DOCUMENT PASSAGE:
☆ ☆ ☆ ☆ ☆

Commentary

Marketers Beware: I Love My Tablet, But My Smartphone Is My Life

From a device perspective, nothing is more connected to an individual’s personality than his or her smartphone. It is always at hand and stands ready, next to you while you sleep. The smartphone has a very unique emotional and psychological connection to its user. We may love our tablets, but our smartphones are an extension of our very being. Mental health professionals have even coined a term for the fear of being without your phone: nomophobia -- a condition that impacts 40 percent of the population.

Why does this matter to marketers? Smartphones provide an unprecedented opportunity to connect with customers. However, they also present risks and pitfalls. With such a personal connection, the experience must be spot-on relevant and useful. Regrettably, a marketing disconnect occurs when all devices are lumped together in a “one size fits all” mobile strategy.  

Smartphones and tablets serve different purposes, and even devices within the same class of hardware differ. Marketers succeed when they proactively seek to understand the differences in use and expectations per device type (smartphone vs. tablet), tailor the brand experience and content to the proper context, and deliver value. As a result, marketers should develop distinct, segmented mobile strategies and approaches for smartphones versus tablets while still aiming to deliver a coherent customer experience across all touchpoints.  

Understand the endpoint. Marketers should start by exploring the unique characteristics of smartphones in contrast to tablets and how each type of device is used. Then apply this insight to deliver the most relevant content in ways customers will want to interact with your brand.

One such characteristic is location: understanding where and when a customer uses a tablet versus a smartphone. For example, more than 50 percent of in-store customers use their smartphones to compare prices or even to purchase products. In 2012, Best Buy proclaimed they were going to counterattack showrooming (see it in the store, buy it from Amazon) by beefing up their online efforts and matching prices against Amazon. The sad reality is that an online retailer can consistently win sales from a store with a customer standing inside it.

☆ ☆ ☆ ☆ ☆

MATERIAL SUPPLIED:
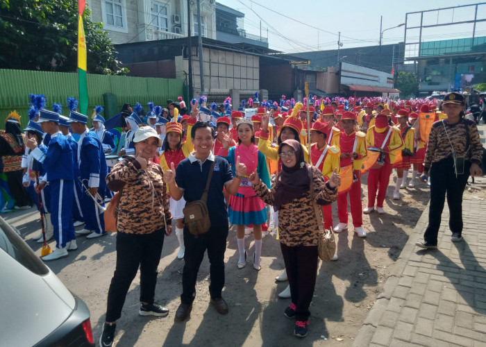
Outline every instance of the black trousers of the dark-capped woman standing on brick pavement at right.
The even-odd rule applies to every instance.
[[[430,167],[430,209],[428,226],[424,240],[428,244],[437,244],[442,210],[447,197],[449,205],[449,228],[452,232],[462,233],[462,193],[469,178],[471,162],[464,162],[464,174],[455,176],[453,158],[434,162]]]

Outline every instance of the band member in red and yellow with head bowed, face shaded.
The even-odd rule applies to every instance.
[[[367,120],[364,119],[364,121]],[[387,115],[380,113],[376,116],[375,124],[367,131],[366,143],[368,149],[374,147],[380,150],[380,158],[376,160],[375,164],[378,168],[371,167],[369,169],[368,207],[363,210],[363,213],[369,214],[374,211],[376,201],[378,214],[384,214],[383,202],[387,194],[389,176],[392,173],[392,164],[395,160],[393,152],[399,151],[403,147],[400,130],[389,126]]]

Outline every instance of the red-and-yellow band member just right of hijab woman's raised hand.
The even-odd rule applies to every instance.
[[[344,171],[346,167],[352,165],[353,183],[349,189],[337,192],[337,217],[340,223],[334,228],[335,232],[341,232],[348,228],[348,193],[349,205],[351,205],[351,217],[353,217],[354,232],[359,237],[366,237],[366,232],[362,228],[362,206],[361,206],[361,163],[366,155],[366,134],[361,131],[356,132],[355,112],[344,112],[341,118],[343,131],[340,137],[340,167]]]

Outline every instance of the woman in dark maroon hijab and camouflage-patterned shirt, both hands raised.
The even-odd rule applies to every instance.
[[[341,178],[335,169],[328,182],[324,182],[321,171],[304,161],[302,146],[294,139],[287,139],[280,144],[278,156],[282,161],[282,171],[271,189],[255,172],[250,175],[249,181],[255,193],[279,211],[280,249],[292,296],[292,303],[284,314],[288,318],[296,318],[294,335],[305,337],[317,276],[319,235],[319,225],[311,201],[309,169],[312,172],[315,201],[336,201]]]

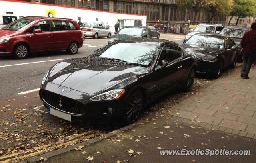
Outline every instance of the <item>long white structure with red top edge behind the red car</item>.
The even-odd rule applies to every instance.
[[[114,32],[114,25],[120,22],[124,26],[146,26],[146,15],[123,14],[107,11],[42,4],[16,0],[0,0],[0,28],[24,16],[46,16],[56,18],[70,18],[81,22],[108,23],[110,31]]]

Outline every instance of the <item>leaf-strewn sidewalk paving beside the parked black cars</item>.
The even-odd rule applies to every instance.
[[[251,70],[250,79],[241,79],[239,70],[226,73],[197,96],[157,112],[154,117],[85,142],[82,151],[71,150],[44,162],[256,163],[256,69]],[[111,136],[113,133],[117,134]],[[251,153],[212,157],[160,155],[160,149],[182,148],[251,150]],[[129,149],[134,151],[133,156],[129,156]],[[47,158],[54,153],[40,157]],[[89,156],[94,159],[86,160]]]

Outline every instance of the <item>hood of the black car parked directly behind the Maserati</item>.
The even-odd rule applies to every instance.
[[[198,58],[217,56],[224,51],[223,49],[204,48],[196,45],[182,44],[182,47],[187,53],[193,54]]]

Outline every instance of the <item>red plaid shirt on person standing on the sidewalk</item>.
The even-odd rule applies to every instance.
[[[256,52],[256,30],[251,29],[244,33],[241,46],[246,52]]]

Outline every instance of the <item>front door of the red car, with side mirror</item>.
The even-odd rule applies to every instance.
[[[53,32],[51,31],[49,20],[42,20],[30,27],[24,35],[28,40],[31,51],[45,51],[53,49]],[[35,33],[35,29],[41,29],[40,33]]]

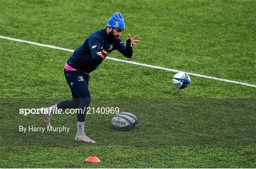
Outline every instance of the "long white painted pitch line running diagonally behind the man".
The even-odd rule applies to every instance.
[[[57,46],[46,45],[46,44],[37,43],[37,42],[24,41],[24,40],[21,40],[21,39],[15,39],[15,38],[10,38],[10,37],[6,37],[6,36],[0,36],[0,38],[1,39],[7,39],[7,40],[10,40],[10,41],[34,44],[34,45],[37,45],[37,46],[43,46],[43,47],[57,49],[57,50],[61,50],[61,51],[70,51],[70,52],[74,51],[74,50],[71,50],[71,49],[60,48],[60,47],[57,47]],[[163,67],[159,67],[159,66],[148,65],[148,64],[145,64],[145,63],[138,63],[138,62],[134,62],[134,61],[116,59],[116,58],[111,58],[111,57],[107,57],[106,59],[115,60],[115,61],[118,61],[118,62],[130,63],[130,64],[133,64],[133,65],[139,65],[139,66],[144,66],[144,67],[148,67],[148,68],[161,69],[161,70],[165,70],[165,71],[169,71],[169,72],[182,72],[181,70],[176,70],[176,69],[171,69],[171,68],[163,68]],[[196,73],[189,73],[189,72],[186,72],[186,73],[189,74],[189,75],[192,75],[192,76],[198,76],[198,77],[218,80],[218,81],[222,81],[222,82],[229,82],[229,83],[233,83],[233,84],[241,84],[241,85],[246,85],[246,86],[250,86],[250,87],[256,87],[255,84],[247,84],[247,83],[244,83],[244,82],[238,82],[238,81],[233,81],[233,80],[228,80],[228,79],[223,79],[223,78],[213,77],[213,76],[205,76],[205,75],[200,75],[200,74],[196,74]]]

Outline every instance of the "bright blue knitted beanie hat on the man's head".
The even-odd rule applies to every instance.
[[[107,25],[108,27],[112,27],[115,29],[125,29],[124,18],[122,17],[120,12],[114,13],[112,17],[110,17]]]

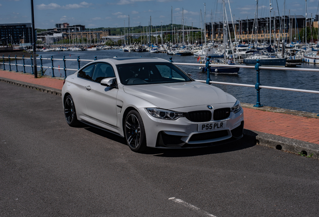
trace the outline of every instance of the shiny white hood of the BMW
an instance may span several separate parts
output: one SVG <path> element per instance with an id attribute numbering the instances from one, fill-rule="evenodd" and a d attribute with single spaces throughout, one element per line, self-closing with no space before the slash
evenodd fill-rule
<path id="1" fill-rule="evenodd" d="M 123 88 L 128 94 L 140 97 L 160 108 L 166 109 L 236 102 L 235 97 L 225 93 L 218 87 L 198 81 L 126 85 Z"/>

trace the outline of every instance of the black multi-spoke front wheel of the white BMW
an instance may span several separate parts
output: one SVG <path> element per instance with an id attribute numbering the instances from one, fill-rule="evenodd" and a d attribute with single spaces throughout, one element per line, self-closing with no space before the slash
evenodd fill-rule
<path id="1" fill-rule="evenodd" d="M 142 117 L 135 110 L 130 111 L 124 122 L 124 135 L 128 147 L 133 152 L 146 149 L 146 135 Z"/>

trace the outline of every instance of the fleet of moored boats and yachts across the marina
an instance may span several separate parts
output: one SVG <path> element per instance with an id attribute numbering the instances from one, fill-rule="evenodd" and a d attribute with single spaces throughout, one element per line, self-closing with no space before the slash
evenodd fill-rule
<path id="1" fill-rule="evenodd" d="M 316 49 L 315 49 L 316 48 Z M 207 45 L 182 45 L 182 44 L 163 44 L 163 45 L 140 45 L 132 44 L 126 46 L 74 46 L 74 47 L 56 47 L 43 48 L 37 51 L 97 51 L 106 49 L 119 49 L 124 52 L 150 52 L 150 53 L 167 53 L 168 55 L 190 56 L 197 58 L 198 62 L 205 63 L 206 58 L 210 58 L 211 64 L 229 64 L 229 67 L 218 66 L 211 67 L 212 73 L 229 73 L 236 74 L 239 67 L 232 66 L 235 62 L 246 65 L 255 65 L 259 59 L 263 66 L 285 67 L 297 66 L 301 62 L 319 63 L 319 45 L 317 44 L 280 44 L 269 45 L 259 43 L 245 45 L 239 43 L 224 44 L 208 43 Z M 202 71 L 207 71 L 205 67 L 200 67 Z"/>

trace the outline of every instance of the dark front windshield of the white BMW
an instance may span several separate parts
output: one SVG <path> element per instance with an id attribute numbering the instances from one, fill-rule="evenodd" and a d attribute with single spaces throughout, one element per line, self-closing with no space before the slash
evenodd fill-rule
<path id="1" fill-rule="evenodd" d="M 141 62 L 117 65 L 124 85 L 172 83 L 192 81 L 181 69 L 170 62 Z"/>

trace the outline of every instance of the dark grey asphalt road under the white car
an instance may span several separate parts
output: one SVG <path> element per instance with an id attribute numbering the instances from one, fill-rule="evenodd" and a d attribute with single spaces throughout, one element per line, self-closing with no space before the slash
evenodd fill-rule
<path id="1" fill-rule="evenodd" d="M 319 216 L 319 162 L 242 139 L 130 151 L 60 96 L 0 82 L 0 216 Z"/>

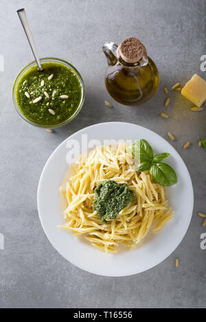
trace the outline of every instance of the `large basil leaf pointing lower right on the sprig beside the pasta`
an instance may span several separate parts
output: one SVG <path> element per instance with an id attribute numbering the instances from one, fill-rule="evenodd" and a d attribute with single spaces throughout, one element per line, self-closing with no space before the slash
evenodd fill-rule
<path id="1" fill-rule="evenodd" d="M 177 177 L 175 171 L 165 163 L 152 164 L 150 168 L 150 175 L 152 179 L 161 186 L 172 186 L 176 184 Z"/>

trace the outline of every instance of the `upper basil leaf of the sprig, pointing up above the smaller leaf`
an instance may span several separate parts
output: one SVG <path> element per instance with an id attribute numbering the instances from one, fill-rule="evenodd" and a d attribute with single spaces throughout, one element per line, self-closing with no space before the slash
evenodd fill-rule
<path id="1" fill-rule="evenodd" d="M 154 158 L 154 153 L 152 147 L 149 143 L 141 138 L 141 140 L 136 140 L 132 145 L 132 153 L 135 159 L 139 160 L 140 163 L 150 162 Z"/>

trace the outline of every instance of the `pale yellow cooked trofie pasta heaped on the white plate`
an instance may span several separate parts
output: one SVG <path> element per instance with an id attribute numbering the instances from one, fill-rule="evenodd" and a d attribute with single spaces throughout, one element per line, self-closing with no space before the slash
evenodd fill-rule
<path id="1" fill-rule="evenodd" d="M 59 227 L 70 230 L 76 236 L 84 235 L 91 245 L 101 251 L 113 253 L 121 243 L 133 247 L 148 234 L 150 228 L 158 232 L 170 221 L 173 212 L 165 200 L 163 186 L 152 181 L 149 171 L 135 171 L 135 159 L 126 144 L 96 147 L 87 156 L 80 156 L 70 168 L 72 173 L 65 185 L 60 187 L 67 208 L 66 223 Z M 121 203 L 126 206 L 118 214 L 105 215 L 102 219 L 95 210 L 98 209 L 95 206 L 96 188 L 100 190 L 100 184 L 108 180 L 122 184 L 116 185 L 120 198 L 121 193 L 126 192 L 130 194 L 130 199 L 127 204 Z M 102 186 L 106 187 L 105 184 Z M 116 199 L 111 200 L 112 194 L 107 194 L 110 198 L 107 207 L 117 203 L 118 195 L 113 195 Z"/>

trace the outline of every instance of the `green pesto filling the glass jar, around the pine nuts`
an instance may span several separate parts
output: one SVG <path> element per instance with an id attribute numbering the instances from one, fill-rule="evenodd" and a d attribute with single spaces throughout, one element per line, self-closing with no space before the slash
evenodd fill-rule
<path id="1" fill-rule="evenodd" d="M 33 66 L 22 75 L 16 87 L 16 102 L 30 121 L 39 125 L 57 125 L 76 112 L 82 88 L 77 75 L 69 67 L 56 62 L 46 62 L 42 66 L 43 71 L 38 71 L 37 66 Z M 54 76 L 49 80 L 48 77 L 52 74 Z M 47 92 L 49 98 L 44 92 Z M 61 98 L 61 95 L 67 95 L 68 98 Z M 42 97 L 41 100 L 34 103 L 38 97 Z M 55 114 L 51 114 L 49 110 Z"/>

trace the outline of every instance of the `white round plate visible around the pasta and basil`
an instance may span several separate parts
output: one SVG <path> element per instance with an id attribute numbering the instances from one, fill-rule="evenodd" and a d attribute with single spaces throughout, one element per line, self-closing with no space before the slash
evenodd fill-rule
<path id="1" fill-rule="evenodd" d="M 168 152 L 167 163 L 178 176 L 178 184 L 166 188 L 167 197 L 174 210 L 172 220 L 159 234 L 149 234 L 144 243 L 132 250 L 107 254 L 95 249 L 71 232 L 60 230 L 57 226 L 65 223 L 60 205 L 59 186 L 68 171 L 66 155 L 68 141 L 78 140 L 81 147 L 82 134 L 87 134 L 88 141 L 137 140 L 145 138 L 155 153 Z M 66 147 L 67 145 L 67 147 Z M 194 196 L 190 174 L 185 163 L 164 138 L 139 125 L 122 122 L 108 122 L 91 125 L 69 136 L 47 160 L 38 184 L 38 214 L 47 238 L 54 248 L 69 262 L 98 275 L 126 276 L 140 273 L 155 267 L 167 258 L 181 243 L 187 232 L 192 217 Z"/>

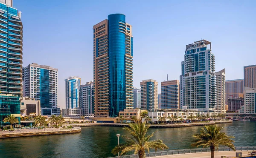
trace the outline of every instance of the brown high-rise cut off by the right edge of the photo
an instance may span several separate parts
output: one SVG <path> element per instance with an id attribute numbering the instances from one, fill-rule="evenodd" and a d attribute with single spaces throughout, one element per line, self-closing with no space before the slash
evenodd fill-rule
<path id="1" fill-rule="evenodd" d="M 244 86 L 256 88 L 256 65 L 244 66 Z"/>

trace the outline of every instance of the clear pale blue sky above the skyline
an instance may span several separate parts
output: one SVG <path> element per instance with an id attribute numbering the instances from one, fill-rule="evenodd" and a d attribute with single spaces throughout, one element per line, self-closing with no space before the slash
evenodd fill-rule
<path id="1" fill-rule="evenodd" d="M 23 66 L 58 68 L 58 106 L 65 107 L 65 82 L 77 75 L 93 80 L 93 25 L 123 13 L 133 26 L 134 86 L 140 81 L 179 79 L 187 44 L 212 42 L 216 71 L 243 78 L 256 64 L 254 0 L 14 0 L 22 11 Z"/>

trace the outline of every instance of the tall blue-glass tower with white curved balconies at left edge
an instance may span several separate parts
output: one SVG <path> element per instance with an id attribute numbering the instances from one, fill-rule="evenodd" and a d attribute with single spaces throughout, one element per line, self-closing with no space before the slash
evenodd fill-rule
<path id="1" fill-rule="evenodd" d="M 22 96 L 21 12 L 12 7 L 12 0 L 0 0 L 0 122 L 7 115 L 20 119 Z"/>

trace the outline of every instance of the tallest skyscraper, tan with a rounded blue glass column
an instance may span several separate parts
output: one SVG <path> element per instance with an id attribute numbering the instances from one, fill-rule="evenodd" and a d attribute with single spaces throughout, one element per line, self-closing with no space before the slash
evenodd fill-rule
<path id="1" fill-rule="evenodd" d="M 95 116 L 132 109 L 133 37 L 124 14 L 110 14 L 93 26 L 93 61 Z"/>

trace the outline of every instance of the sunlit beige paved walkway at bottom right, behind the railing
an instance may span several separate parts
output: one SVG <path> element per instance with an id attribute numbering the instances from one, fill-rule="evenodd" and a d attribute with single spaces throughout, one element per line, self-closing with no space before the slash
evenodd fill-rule
<path id="1" fill-rule="evenodd" d="M 242 152 L 242 156 L 247 156 L 249 151 L 236 151 L 236 152 Z M 214 158 L 221 158 L 221 156 L 227 156 L 227 158 L 229 157 L 234 158 L 236 157 L 236 152 L 234 151 L 215 152 Z M 157 156 L 154 158 L 211 158 L 211 152 Z"/>

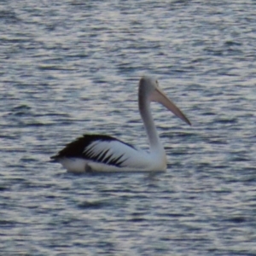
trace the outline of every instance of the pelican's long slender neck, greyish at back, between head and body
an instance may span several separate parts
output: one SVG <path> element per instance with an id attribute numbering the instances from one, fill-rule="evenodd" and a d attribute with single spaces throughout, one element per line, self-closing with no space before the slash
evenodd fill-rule
<path id="1" fill-rule="evenodd" d="M 162 144 L 160 143 L 160 138 L 154 125 L 154 119 L 150 111 L 149 99 L 147 96 L 140 92 L 138 97 L 139 111 L 142 116 L 143 124 L 147 132 L 150 151 L 153 151 L 154 149 L 164 149 Z"/>

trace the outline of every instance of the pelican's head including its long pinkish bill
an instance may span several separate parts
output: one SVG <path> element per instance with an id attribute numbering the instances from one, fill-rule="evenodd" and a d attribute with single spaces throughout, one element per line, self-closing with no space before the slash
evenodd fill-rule
<path id="1" fill-rule="evenodd" d="M 177 108 L 177 106 L 171 102 L 166 96 L 163 90 L 160 89 L 158 81 L 148 77 L 143 77 L 139 82 L 139 102 L 149 100 L 149 102 L 160 102 L 167 109 L 172 111 L 178 118 L 182 119 L 188 125 L 191 125 L 189 119 Z"/>

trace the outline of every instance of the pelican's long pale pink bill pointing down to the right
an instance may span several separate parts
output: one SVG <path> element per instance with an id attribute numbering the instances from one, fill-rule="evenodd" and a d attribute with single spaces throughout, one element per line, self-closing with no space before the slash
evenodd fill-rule
<path id="1" fill-rule="evenodd" d="M 178 118 L 182 119 L 188 125 L 191 125 L 189 119 L 183 114 L 183 112 L 177 108 L 177 106 L 166 96 L 166 94 L 159 87 L 156 87 L 150 96 L 152 102 L 159 102 L 167 109 L 172 111 Z"/>

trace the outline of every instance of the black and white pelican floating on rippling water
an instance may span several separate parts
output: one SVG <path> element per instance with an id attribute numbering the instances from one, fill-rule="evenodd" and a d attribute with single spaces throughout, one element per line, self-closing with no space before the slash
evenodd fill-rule
<path id="1" fill-rule="evenodd" d="M 166 152 L 154 125 L 150 102 L 160 102 L 188 125 L 189 119 L 168 99 L 158 81 L 143 77 L 138 86 L 138 108 L 148 136 L 149 151 L 100 134 L 85 134 L 67 144 L 52 160 L 67 172 L 166 171 Z"/>

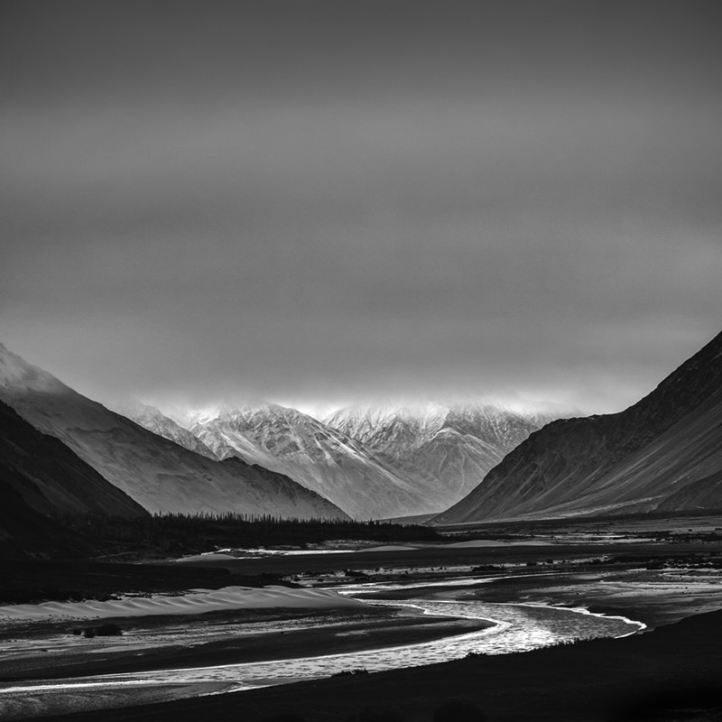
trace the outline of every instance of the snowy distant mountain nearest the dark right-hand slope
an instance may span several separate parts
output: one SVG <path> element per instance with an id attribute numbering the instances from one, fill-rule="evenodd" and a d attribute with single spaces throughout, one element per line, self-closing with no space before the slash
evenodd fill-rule
<path id="1" fill-rule="evenodd" d="M 454 504 L 508 451 L 553 418 L 492 403 L 358 404 L 334 413 L 327 423 L 362 441 L 403 477 L 421 478 L 440 489 L 447 504 Z"/>

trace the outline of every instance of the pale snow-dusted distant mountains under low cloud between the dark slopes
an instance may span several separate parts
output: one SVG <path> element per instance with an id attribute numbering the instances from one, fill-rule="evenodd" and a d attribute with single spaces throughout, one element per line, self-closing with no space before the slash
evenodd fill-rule
<path id="1" fill-rule="evenodd" d="M 134 411 L 134 407 L 130 411 Z M 476 486 L 548 413 L 502 405 L 354 405 L 318 420 L 273 403 L 181 414 L 141 405 L 134 421 L 177 443 L 186 426 L 216 458 L 285 474 L 357 519 L 431 514 Z M 165 421 L 163 421 L 165 420 Z"/>

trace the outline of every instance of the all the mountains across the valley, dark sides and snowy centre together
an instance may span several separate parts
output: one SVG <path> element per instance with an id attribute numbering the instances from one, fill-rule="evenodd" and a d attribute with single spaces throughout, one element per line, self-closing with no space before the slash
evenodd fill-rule
<path id="1" fill-rule="evenodd" d="M 605 416 L 493 403 L 358 404 L 323 420 L 272 403 L 177 421 L 140 403 L 116 409 L 126 415 L 0 346 L 5 516 L 437 514 L 433 523 L 455 524 L 722 507 L 722 334 Z"/>

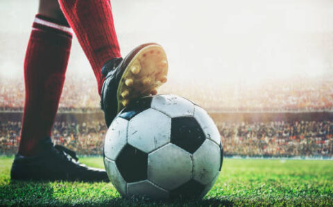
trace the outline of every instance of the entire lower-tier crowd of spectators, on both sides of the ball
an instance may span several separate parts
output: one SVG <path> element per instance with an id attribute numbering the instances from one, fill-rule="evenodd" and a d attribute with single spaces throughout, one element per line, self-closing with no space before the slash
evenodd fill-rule
<path id="1" fill-rule="evenodd" d="M 333 156 L 333 122 L 216 122 L 225 155 Z M 15 154 L 20 122 L 0 123 L 0 154 Z M 53 143 L 78 154 L 101 155 L 106 133 L 104 122 L 56 122 Z"/>

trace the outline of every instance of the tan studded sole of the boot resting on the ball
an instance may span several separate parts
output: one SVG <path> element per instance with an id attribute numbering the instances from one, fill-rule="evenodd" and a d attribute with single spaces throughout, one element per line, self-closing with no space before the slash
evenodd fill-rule
<path id="1" fill-rule="evenodd" d="M 119 81 L 118 113 L 133 99 L 157 94 L 160 85 L 167 82 L 167 73 L 167 55 L 160 45 L 149 44 L 140 49 L 128 63 Z"/>

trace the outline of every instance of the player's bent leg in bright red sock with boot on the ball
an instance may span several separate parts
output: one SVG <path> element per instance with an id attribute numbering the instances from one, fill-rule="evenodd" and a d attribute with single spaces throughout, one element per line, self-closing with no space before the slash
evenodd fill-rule
<path id="1" fill-rule="evenodd" d="M 59 2 L 94 70 L 108 126 L 130 100 L 156 94 L 167 81 L 167 56 L 160 45 L 142 44 L 121 58 L 109 0 Z"/>

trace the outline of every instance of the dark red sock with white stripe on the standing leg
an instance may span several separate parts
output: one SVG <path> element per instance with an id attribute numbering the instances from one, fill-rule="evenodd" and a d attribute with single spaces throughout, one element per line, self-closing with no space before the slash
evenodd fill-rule
<path id="1" fill-rule="evenodd" d="M 26 98 L 19 154 L 37 154 L 37 142 L 51 136 L 71 49 L 71 28 L 36 15 L 26 58 Z"/>

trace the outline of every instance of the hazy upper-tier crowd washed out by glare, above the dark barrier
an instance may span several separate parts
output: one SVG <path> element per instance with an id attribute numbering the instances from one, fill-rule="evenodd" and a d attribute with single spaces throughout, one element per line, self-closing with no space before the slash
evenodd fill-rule
<path id="1" fill-rule="evenodd" d="M 286 78 L 259 83 L 198 84 L 189 80 L 162 86 L 160 93 L 178 94 L 209 112 L 312 112 L 333 110 L 333 80 Z M 99 94 L 94 78 L 69 76 L 60 99 L 60 112 L 85 112 L 99 109 Z M 22 81 L 0 80 L 0 111 L 22 111 Z"/>

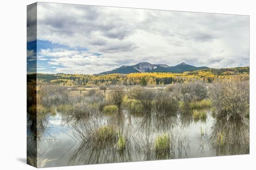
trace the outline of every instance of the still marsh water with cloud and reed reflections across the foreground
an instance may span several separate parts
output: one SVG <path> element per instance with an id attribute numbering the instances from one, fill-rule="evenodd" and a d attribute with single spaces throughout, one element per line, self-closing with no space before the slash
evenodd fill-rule
<path id="1" fill-rule="evenodd" d="M 127 140 L 120 151 L 116 142 L 104 145 L 87 139 L 94 128 L 115 126 Z M 42 167 L 120 163 L 159 159 L 211 157 L 249 153 L 249 122 L 216 119 L 207 110 L 204 120 L 193 119 L 192 110 L 175 115 L 98 114 L 88 119 L 67 121 L 65 114 L 49 114 L 38 126 L 37 162 Z M 158 135 L 168 133 L 170 149 L 157 154 Z"/>

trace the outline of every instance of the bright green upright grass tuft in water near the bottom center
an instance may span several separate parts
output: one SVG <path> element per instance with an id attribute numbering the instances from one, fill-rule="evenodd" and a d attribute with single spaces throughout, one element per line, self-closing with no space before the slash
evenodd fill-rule
<path id="1" fill-rule="evenodd" d="M 170 149 L 170 137 L 167 133 L 157 136 L 155 139 L 155 150 L 162 152 Z"/>

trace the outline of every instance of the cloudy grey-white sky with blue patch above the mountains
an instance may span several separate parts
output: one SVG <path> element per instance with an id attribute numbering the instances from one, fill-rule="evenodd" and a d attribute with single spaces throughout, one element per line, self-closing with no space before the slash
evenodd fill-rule
<path id="1" fill-rule="evenodd" d="M 243 15 L 38 3 L 36 31 L 27 56 L 42 73 L 97 74 L 140 62 L 249 66 Z"/>

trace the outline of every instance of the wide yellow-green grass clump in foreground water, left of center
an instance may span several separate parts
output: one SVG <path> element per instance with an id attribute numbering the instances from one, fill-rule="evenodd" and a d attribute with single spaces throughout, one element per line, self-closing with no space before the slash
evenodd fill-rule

☆ ☆ ☆ ☆ ☆

Transcribe the commentary on smartphones and tablets, starting at "One such characteristic" and ending at "standing inside it.".

One such characteristic is location: understanding where and when a customer uses a tablet versus a smartphone. For example, more than 50 percent of in-store customers use their smartphones to compare prices or even to purchase products. In 2012, Best Buy proclaimed they were going to counterattack showrooming (see it in the store, buy it from Amazon) by beefing up their online efforts and matching prices against Amazon. The sad reality is that an online retailer can consistently win sales from a store with a customer standing inside it.